- **EXTRAIT DU TEXTE**:
══════
Un certain Bertran Caramany ou Bertran Caramañy 1

Ma première rencontre avec Bertran Caramañy s'est faite tout à fait par hasard en recherchant sur Internet des traces de Pons de Caramany, cité dans cette rubrique maintes et maintes fois.

Deux sites en espagnol2, ne relevant d'aucune structure officielle, puisque l'un est un blog privé et l'autre un site de vente d'armoiries brodées, font figurer dans leur index Caramany associé à Caramani ou Caramañ ou Caramañy; ils y présentent les armoiries d'un certain Bertran portant le patronyme de Caramañy et donnent ainsi l'impression de le rattacher à la famille des de Caramany (la particule a peut-être ici toute son importance).

Mais en fait-il vraiment partie, ce qui le rendrait "parent " d'Huguet ou de Pons de Caramany?

Que sait-on de Bertran Caramañy?:

Un document nous permet de faire sa connaissance : il s'agit d'une trobar3, c'est à dire une chanson en vers, qui porte le numéro 130 dans un recueil intitulé Les trobes de Mosen Jaume Febrer, caballer, avec comme sous titre, En que tracta dels llinatges de la conquista de la ciutat de Valencia4 (Voir ci-dessous)
══════
- **MATÉRIEL FOURNI**:
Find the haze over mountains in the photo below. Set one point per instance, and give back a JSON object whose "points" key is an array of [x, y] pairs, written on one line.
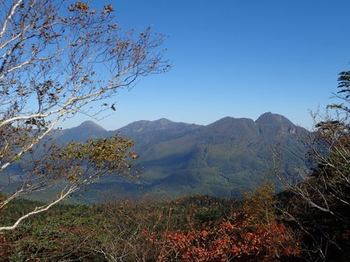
{"points": [[224, 158]]}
══════
- **OBJECTIF DE L'EXERCICE**: Recopiez fidèlement le passage du texte sur Bertran Caramañy qui va de « Ma première rencontre » à « toute son importance). », ces deux bornes comprises.

- **RÉPONSE COMPLÈTE**:
Ma première rencontre avec Bertran Caramañy s'est faite tout à fait par hasard en recherchant sur Internet des traces de Pons de Caramany, cité dans cette rubrique maintes et maintes fois.

Deux sites en espagnol2, ne relevant d'aucune structure officielle, puisque l'un est un blog privé et l'autre un site de vente d'armoiries brodées, font figurer dans leur index Caramany associé à Caramani ou Caramañ ou Caramañy; ils y présentent les armoiries d'un certain Bertran portant le patronyme de Caramañy et donnent ainsi l'impression de le rattacher à la famille des de Caramany (la particule a peut-être ici toute son importance).